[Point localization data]
=== Begin Enclosure ===

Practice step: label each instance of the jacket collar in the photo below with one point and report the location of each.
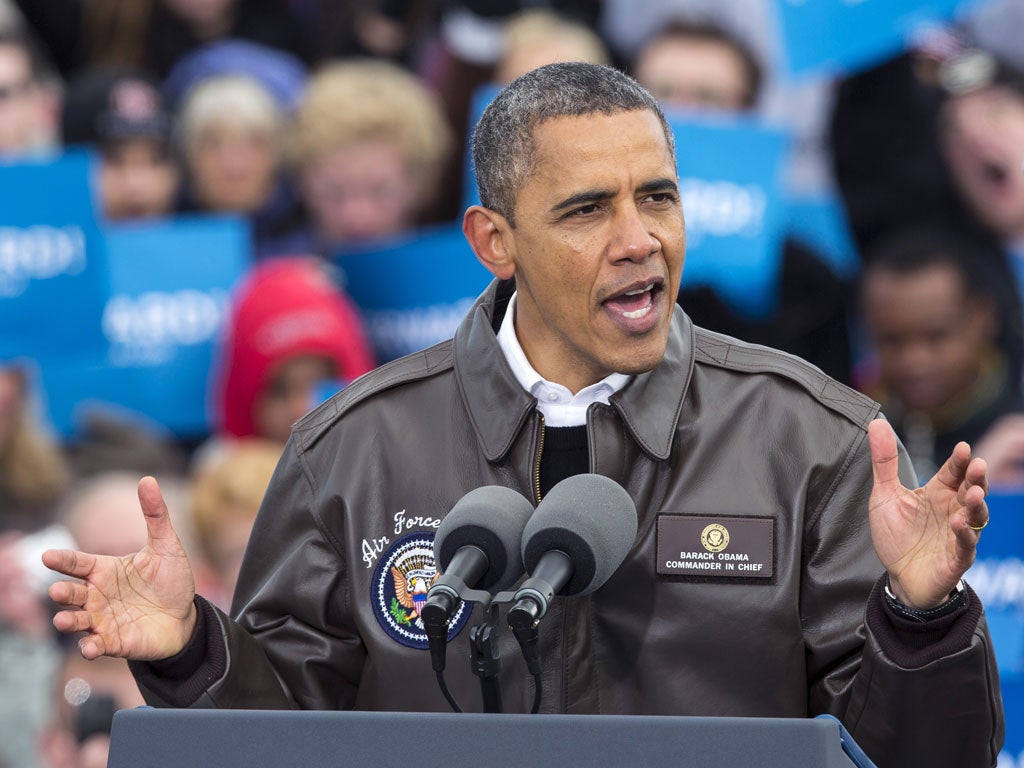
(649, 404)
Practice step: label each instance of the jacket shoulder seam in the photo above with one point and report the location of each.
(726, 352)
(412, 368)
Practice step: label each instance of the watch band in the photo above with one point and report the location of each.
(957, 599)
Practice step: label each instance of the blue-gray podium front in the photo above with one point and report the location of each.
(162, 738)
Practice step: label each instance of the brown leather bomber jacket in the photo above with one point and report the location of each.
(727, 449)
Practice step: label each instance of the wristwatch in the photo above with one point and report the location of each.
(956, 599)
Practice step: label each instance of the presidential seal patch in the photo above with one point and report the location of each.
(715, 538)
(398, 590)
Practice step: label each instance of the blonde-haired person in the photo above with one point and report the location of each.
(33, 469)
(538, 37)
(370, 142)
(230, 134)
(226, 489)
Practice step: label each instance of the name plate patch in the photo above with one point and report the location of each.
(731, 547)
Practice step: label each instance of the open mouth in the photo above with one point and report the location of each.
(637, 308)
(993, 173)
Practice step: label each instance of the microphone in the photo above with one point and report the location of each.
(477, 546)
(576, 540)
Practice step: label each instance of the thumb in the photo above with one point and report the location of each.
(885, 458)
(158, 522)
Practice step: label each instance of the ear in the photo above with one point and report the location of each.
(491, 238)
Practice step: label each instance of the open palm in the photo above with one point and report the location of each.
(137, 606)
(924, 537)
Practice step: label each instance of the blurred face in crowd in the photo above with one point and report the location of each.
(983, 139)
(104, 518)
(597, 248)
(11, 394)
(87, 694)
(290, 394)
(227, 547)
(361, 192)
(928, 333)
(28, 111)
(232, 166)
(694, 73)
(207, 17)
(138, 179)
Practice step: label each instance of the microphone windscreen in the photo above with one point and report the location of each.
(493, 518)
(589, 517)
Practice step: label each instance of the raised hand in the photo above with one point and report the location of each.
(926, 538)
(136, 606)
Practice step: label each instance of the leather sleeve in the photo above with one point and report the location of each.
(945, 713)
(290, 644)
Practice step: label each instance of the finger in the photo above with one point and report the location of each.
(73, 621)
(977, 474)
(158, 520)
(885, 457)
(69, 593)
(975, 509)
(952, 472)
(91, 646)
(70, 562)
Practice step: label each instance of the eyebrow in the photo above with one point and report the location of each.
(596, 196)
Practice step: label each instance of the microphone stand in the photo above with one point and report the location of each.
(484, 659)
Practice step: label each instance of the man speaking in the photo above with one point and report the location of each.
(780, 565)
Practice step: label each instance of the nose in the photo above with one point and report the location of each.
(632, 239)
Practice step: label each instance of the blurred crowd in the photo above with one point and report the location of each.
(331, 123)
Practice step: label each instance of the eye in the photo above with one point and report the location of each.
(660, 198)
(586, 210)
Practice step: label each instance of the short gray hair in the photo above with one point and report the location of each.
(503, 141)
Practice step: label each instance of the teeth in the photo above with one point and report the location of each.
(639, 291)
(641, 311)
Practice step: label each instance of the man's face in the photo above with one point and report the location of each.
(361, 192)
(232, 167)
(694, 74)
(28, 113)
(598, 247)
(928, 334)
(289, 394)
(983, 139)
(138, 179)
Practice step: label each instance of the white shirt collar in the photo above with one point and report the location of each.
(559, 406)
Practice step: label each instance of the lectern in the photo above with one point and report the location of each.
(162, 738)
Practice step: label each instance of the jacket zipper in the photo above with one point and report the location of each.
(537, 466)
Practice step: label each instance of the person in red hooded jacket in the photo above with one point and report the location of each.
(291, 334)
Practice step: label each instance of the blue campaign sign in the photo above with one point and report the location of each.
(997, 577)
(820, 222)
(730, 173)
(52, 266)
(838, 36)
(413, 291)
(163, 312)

=== End Enclosure ===
=== Begin Enclosure ===

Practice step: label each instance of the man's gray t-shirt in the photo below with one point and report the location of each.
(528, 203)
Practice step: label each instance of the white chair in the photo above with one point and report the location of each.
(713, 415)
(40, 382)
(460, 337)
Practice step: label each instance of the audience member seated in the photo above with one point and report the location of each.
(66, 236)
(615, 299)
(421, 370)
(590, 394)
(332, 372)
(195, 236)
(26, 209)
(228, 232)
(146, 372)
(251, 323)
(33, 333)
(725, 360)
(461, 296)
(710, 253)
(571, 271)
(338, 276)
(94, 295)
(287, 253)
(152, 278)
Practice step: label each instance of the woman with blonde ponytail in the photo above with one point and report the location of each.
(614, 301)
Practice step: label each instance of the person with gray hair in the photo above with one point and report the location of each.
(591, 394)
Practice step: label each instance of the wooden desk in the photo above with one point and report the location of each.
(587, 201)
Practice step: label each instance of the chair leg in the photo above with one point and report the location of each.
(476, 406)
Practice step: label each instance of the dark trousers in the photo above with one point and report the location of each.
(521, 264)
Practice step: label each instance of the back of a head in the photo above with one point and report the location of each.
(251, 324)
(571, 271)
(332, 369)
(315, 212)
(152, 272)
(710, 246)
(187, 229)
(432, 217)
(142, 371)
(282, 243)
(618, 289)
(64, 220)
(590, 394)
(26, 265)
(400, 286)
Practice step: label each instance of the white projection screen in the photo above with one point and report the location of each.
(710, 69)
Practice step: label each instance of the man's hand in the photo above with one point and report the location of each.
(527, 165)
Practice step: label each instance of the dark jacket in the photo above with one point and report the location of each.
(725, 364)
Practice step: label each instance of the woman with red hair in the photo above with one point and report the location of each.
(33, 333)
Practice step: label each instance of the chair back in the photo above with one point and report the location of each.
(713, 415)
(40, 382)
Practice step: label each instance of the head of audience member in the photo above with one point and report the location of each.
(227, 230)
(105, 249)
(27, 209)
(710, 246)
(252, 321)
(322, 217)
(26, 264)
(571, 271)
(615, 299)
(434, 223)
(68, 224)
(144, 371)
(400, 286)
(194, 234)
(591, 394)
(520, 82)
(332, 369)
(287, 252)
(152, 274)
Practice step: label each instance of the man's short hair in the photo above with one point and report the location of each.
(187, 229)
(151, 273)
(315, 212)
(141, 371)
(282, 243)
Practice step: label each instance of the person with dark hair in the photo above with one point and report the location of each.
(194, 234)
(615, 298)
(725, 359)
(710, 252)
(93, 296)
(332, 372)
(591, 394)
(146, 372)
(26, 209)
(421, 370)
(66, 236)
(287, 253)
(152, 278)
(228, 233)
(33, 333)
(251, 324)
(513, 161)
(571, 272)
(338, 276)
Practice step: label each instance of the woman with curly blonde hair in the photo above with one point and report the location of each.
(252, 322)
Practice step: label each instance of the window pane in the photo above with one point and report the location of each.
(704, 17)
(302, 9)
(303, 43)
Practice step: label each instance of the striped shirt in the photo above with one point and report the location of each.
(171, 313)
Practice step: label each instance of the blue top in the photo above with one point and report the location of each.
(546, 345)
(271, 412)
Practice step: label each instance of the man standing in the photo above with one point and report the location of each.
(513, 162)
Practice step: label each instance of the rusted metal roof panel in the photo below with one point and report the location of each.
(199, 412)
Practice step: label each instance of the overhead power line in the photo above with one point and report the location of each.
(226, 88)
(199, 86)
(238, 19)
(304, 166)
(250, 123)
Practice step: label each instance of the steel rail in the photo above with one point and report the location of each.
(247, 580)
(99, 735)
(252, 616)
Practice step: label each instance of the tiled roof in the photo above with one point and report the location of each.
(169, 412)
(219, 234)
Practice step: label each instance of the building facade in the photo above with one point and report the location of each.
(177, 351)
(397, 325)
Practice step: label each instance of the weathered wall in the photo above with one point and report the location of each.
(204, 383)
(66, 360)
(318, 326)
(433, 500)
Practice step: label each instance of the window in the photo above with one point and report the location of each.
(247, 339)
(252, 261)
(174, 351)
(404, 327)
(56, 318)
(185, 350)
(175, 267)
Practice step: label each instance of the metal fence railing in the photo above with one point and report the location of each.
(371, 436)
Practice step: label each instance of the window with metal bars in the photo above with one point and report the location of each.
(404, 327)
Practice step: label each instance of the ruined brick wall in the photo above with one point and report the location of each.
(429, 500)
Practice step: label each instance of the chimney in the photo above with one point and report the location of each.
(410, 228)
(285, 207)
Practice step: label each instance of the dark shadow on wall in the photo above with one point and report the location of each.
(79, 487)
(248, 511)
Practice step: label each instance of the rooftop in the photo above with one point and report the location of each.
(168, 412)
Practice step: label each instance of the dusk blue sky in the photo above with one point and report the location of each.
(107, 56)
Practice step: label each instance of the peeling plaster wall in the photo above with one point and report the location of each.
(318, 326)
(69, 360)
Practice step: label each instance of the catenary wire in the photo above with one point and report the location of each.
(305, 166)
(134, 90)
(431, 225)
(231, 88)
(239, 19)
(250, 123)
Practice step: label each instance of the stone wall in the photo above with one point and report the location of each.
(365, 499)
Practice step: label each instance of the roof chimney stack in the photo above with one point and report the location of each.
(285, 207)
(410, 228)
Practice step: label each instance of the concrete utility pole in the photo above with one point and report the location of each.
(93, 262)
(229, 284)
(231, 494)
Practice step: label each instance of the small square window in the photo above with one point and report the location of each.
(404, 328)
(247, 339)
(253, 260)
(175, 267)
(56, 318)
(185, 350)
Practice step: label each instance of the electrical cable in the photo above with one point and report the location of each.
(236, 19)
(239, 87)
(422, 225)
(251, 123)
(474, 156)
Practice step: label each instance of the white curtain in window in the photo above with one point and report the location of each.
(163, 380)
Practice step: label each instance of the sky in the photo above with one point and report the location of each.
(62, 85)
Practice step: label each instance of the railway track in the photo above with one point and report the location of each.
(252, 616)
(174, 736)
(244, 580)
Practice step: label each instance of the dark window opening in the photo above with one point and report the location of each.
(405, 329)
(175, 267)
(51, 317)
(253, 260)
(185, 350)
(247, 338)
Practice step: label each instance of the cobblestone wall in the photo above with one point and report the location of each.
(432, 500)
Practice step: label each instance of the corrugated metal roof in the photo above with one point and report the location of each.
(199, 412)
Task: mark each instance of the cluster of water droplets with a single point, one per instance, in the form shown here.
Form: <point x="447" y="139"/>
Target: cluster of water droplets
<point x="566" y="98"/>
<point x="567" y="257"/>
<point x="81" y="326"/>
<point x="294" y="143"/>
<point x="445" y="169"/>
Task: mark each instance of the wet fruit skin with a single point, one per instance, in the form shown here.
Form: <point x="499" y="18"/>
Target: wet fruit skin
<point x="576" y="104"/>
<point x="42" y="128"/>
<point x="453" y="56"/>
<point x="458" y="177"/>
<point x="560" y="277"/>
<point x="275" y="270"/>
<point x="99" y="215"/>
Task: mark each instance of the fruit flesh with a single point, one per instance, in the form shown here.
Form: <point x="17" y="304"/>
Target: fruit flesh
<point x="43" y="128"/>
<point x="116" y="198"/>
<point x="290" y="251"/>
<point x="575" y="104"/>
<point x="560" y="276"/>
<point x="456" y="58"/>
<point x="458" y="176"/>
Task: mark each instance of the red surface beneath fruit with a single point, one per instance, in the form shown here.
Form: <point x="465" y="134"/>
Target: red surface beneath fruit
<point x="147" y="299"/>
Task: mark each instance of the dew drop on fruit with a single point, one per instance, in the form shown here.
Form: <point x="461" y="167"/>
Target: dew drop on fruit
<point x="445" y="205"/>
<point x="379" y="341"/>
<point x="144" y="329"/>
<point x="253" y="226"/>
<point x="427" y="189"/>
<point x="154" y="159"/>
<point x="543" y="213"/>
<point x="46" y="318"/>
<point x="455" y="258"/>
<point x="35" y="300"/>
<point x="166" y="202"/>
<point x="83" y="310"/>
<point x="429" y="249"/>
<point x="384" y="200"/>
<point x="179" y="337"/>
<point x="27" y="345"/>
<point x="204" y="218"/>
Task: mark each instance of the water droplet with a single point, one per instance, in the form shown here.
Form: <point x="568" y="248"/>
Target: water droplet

=== End Enclosure ===

Only lines that contain the string "Task" count; pick each one out of the records and copy it.

Task: mark each instance of the cluster of water droplets with a single point, one per instance, in the form shown here.
Task: mark each instance of the wet fruit skin with a single point, one per instance, in the form shown here.
Task: mark each instance of the fruit flesh with a single point, one per instance, in the form shown here.
Task: mark each instance of the red surface beneath fruit with a single point, one per instance, in the form shown here.
Task: mark each instance of the dew drop on fruit with a single point, one per instance, in the form shown here.
Task: mark each instance of the water droplet with a single point, one per instance, in the form shown here.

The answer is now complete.